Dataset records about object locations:

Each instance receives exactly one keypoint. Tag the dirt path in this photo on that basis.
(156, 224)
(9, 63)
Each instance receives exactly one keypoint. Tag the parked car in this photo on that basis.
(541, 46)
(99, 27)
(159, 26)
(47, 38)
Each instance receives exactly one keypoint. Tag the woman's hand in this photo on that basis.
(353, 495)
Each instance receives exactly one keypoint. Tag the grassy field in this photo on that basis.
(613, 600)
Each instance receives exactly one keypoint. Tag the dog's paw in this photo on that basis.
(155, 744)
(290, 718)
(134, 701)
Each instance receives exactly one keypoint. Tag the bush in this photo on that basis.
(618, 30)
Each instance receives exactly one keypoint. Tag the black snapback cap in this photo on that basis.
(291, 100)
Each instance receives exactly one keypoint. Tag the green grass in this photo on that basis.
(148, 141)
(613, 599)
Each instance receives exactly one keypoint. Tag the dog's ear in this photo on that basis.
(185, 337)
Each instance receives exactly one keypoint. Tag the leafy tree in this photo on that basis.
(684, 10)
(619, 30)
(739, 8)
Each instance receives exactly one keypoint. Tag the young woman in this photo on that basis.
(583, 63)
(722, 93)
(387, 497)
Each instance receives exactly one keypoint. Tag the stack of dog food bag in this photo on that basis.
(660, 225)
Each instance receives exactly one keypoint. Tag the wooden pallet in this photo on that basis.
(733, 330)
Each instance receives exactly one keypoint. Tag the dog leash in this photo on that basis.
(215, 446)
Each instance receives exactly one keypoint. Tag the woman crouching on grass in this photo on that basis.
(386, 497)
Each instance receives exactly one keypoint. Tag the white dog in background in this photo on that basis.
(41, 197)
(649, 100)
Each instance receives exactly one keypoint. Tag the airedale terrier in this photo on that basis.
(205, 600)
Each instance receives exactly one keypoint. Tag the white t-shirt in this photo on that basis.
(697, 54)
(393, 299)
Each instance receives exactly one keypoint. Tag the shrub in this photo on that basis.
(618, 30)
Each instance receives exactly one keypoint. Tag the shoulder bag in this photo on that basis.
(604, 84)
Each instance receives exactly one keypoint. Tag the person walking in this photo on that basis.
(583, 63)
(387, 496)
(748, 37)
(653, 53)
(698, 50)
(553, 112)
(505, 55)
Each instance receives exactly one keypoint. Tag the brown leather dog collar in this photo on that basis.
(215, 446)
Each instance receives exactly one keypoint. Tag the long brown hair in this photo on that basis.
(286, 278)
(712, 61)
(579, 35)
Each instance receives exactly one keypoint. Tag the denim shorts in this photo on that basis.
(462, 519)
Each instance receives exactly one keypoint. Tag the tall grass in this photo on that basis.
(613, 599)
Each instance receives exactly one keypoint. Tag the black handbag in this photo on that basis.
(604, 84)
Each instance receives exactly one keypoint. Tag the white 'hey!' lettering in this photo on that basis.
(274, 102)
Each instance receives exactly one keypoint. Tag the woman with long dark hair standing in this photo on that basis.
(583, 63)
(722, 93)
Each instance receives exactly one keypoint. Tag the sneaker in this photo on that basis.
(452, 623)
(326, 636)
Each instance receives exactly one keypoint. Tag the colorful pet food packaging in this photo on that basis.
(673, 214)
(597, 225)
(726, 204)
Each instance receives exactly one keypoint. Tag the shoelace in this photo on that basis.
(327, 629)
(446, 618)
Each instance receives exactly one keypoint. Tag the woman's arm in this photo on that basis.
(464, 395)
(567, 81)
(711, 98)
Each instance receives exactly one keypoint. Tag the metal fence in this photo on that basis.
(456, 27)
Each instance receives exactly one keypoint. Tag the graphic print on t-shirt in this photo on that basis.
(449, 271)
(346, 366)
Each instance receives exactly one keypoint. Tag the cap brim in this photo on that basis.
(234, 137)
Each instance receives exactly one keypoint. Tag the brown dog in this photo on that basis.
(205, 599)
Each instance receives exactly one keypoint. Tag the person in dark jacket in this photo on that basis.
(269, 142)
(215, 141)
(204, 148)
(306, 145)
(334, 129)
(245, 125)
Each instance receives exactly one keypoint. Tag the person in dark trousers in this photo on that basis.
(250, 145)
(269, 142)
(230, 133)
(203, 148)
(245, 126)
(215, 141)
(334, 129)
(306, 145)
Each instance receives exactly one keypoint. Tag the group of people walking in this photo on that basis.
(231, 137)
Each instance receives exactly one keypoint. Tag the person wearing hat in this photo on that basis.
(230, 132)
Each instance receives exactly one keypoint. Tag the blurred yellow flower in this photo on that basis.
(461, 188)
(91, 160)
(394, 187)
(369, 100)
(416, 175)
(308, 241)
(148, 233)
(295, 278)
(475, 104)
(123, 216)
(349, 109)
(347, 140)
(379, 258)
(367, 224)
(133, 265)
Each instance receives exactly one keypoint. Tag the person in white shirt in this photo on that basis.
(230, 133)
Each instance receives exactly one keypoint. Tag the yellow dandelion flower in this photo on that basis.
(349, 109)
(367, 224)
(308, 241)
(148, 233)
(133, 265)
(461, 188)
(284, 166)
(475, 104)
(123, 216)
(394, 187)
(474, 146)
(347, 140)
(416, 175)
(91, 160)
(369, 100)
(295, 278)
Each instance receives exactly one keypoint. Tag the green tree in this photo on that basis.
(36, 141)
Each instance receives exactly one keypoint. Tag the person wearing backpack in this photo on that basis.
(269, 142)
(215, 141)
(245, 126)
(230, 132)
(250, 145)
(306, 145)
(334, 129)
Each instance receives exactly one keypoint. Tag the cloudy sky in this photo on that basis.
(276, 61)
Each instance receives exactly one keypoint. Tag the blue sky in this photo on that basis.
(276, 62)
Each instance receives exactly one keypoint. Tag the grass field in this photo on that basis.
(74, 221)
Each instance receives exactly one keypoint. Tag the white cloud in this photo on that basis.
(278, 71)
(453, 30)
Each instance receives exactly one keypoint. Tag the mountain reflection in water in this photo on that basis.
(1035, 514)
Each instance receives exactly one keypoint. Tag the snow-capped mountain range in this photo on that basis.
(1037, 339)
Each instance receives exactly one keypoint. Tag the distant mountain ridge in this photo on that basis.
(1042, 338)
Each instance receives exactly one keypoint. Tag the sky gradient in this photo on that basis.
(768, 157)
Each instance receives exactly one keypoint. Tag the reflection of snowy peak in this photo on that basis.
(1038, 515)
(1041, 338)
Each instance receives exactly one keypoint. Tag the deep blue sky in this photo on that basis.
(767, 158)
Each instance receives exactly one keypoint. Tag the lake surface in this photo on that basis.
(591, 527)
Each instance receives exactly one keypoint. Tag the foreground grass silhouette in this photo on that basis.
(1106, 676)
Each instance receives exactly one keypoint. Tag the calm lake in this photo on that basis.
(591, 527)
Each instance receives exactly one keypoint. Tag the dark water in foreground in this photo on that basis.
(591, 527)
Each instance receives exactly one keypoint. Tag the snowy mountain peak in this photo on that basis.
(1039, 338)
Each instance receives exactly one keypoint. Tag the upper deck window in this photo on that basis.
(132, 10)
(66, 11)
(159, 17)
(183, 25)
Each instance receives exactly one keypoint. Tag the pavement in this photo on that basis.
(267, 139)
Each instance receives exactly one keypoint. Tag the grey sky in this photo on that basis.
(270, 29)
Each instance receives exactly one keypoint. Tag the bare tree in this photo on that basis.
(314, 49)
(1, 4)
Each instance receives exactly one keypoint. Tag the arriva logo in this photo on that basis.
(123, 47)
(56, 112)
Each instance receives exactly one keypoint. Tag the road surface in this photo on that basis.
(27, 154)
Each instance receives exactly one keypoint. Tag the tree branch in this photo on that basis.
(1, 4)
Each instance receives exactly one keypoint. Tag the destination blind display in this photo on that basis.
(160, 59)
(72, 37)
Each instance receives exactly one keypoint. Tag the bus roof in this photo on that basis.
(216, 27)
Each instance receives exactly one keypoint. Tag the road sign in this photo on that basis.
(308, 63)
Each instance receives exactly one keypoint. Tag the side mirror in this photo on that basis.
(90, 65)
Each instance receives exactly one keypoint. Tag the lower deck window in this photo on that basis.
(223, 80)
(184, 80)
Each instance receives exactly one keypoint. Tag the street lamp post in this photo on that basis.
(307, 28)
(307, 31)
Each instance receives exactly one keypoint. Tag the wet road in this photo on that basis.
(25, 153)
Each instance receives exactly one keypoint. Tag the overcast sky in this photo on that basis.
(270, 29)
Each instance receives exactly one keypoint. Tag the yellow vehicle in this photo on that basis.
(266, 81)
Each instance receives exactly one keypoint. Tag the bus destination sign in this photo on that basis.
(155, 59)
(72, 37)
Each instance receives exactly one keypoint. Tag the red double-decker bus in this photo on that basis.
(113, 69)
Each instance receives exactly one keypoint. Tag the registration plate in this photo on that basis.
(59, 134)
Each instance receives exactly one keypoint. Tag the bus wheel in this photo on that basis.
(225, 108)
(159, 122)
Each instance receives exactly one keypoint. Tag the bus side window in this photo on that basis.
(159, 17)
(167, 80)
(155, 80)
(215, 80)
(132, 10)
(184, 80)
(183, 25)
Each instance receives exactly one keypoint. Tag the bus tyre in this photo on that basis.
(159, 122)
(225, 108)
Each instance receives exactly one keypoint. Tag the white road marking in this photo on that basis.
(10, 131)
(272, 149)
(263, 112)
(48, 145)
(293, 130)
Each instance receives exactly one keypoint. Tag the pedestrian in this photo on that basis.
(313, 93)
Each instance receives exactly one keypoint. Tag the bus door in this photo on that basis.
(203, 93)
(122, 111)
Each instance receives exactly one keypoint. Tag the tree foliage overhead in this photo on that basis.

**REQUIRED TASK**:
For this exercise, please retype exactly the lines in the listing from the line with "Each instance receives exactly one keypoint. Tag the bus tyre" through its last line, both ends included.

**SOLUTION TO THE EXERCISE**:
Each instance receives exactly one keypoint. Tag the bus tyre in this photo on that basis.
(159, 122)
(225, 108)
Each instance receives exactly one keypoint. Tag the white road marking in this photo on that basis.
(10, 131)
(272, 149)
(263, 112)
(48, 145)
(293, 130)
Each instance receives exactly one keypoint. Tag the pedestrian in this photo on that basis.
(313, 93)
Each instance receives exactly one keypoint. Tag the bus door in this photo on that basis.
(203, 93)
(122, 111)
Each instance receives exactly one keypoint. Tag the tree foliage overhead in this photo on that basis.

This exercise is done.